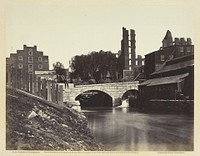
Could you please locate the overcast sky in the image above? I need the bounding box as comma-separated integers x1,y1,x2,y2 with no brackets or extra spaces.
6,0,198,69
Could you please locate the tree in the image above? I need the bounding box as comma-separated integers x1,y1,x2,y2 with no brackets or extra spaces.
53,61,67,83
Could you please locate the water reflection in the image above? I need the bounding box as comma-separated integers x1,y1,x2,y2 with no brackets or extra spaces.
85,108,193,151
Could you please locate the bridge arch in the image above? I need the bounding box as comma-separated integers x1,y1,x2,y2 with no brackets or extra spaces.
75,89,113,108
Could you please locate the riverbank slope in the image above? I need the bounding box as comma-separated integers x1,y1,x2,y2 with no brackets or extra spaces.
6,87,102,151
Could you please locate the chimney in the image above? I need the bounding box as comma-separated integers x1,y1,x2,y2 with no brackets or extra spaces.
23,44,27,50
187,38,192,45
174,37,180,45
180,37,186,45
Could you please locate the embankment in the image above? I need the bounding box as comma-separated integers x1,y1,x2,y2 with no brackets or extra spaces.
6,87,102,151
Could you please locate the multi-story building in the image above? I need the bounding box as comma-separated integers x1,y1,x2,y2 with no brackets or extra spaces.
6,45,49,87
118,27,144,79
139,31,194,106
144,30,194,79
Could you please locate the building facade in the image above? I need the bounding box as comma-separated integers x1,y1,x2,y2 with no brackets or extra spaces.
139,31,194,106
6,45,49,87
118,27,144,79
144,30,194,79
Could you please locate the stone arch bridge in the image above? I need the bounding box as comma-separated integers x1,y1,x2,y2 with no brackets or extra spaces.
63,81,139,106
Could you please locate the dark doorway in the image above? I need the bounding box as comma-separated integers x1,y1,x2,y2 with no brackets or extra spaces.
122,89,138,107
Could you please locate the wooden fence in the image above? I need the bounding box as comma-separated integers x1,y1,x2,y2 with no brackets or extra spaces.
7,69,63,104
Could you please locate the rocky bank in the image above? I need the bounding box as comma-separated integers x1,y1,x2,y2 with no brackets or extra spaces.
6,87,103,151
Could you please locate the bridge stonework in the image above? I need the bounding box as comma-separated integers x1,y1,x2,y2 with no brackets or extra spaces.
63,81,139,106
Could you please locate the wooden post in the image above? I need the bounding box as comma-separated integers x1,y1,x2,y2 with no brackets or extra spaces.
29,74,33,93
42,79,47,99
51,81,56,102
16,69,21,89
37,77,41,97
55,84,59,103
59,85,63,105
26,73,30,92
47,80,52,101
33,75,37,95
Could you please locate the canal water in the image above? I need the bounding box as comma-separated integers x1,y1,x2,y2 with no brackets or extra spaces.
83,108,194,151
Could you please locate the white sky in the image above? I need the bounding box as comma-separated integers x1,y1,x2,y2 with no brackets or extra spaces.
5,0,198,69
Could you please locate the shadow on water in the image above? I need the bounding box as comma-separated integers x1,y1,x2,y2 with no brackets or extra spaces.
83,107,194,151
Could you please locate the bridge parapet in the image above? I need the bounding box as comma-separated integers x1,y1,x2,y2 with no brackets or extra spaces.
63,81,139,105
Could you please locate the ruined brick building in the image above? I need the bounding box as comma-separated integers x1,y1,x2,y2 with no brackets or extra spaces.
118,27,144,80
6,45,49,88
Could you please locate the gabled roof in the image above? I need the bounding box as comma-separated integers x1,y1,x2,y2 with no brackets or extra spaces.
163,30,172,40
139,73,189,86
151,56,194,75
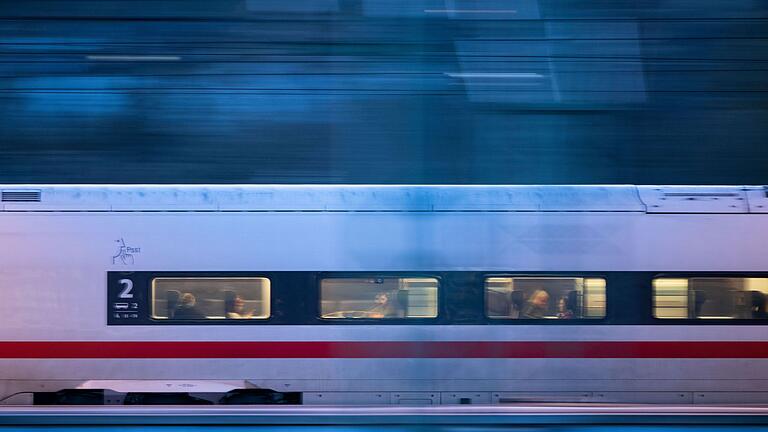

════

Write out again every line from the start of the lines above through the line that contains "122,89,138,107", requests included, scaling each bounding-box coordinate in the answers by 1.1 and rounding to whole numbers with halves going up. Leave the numbers in the requests unchanged, and leave the pictures out.

Completed exercise
Could you please locate the overcast sky in the image above? I need the bounding box as comma-separated integers x1,y1,x2,y2 with no brackets or extra spaces.
7,0,218,76
Could you please locate the tree in the image above? I need the bounding box as comma-separated integers x1,y1,x2,y2 with no brackets or extra spaces.
58,67,74,91
Could you please locate the water reflection in the image above? I need the bounding box as comma-separated integers x1,y1,x2,y2 with no brackets or extra spaces.
94,119,212,166
Could you please locate the bridge arch in the image above? I need the bounding box as comma-separated integers x1,y1,x2,y2 with no brackets or extra spaces.
83,98,124,119
Could you please locate the riverbank slope in the image above? I need the bounding box as comma-separated integers x1,y1,x2,y2 with no brackets or extra spaces.
7,96,112,166
Could you please locate the chimney in the image above? I need the bounding box as comma-separated integers x1,y1,x2,y2 with no brackets or extra spaces.
25,48,30,55
206,42,211,50
191,41,198,50
198,41,205,50
Could you please locate the embankment in the image above? I need the bounding box as comma-separated integers x1,y1,x2,y2 with no brackets or extra spaces.
7,96,112,166
Could you please locate the multi-story building in the image above? I need the bounding box as comma-separated integers x1,y1,x2,y2 with no brackets or extra spaces.
7,50,54,96
130,30,158,87
153,34,213,117
158,33,213,87
Could you please locate the building facade in the image above? I need the bounding box as comma-separated integers x1,y1,x2,y2 with no brackets or extra spaces.
153,34,213,117
7,50,54,96
130,30,158,87
158,33,213,87
Could you please locate the stone arch bridge in the image above? I need the bounding box as comma-separated integers x1,y1,x2,y2 with no brackets or extra spaces.
69,89,153,117
Could you please locate the dark doorway in the image above? I need the bounding box as comma-separated integers x1,y1,x2,y2 with no brackets or extra spaces.
134,98,152,118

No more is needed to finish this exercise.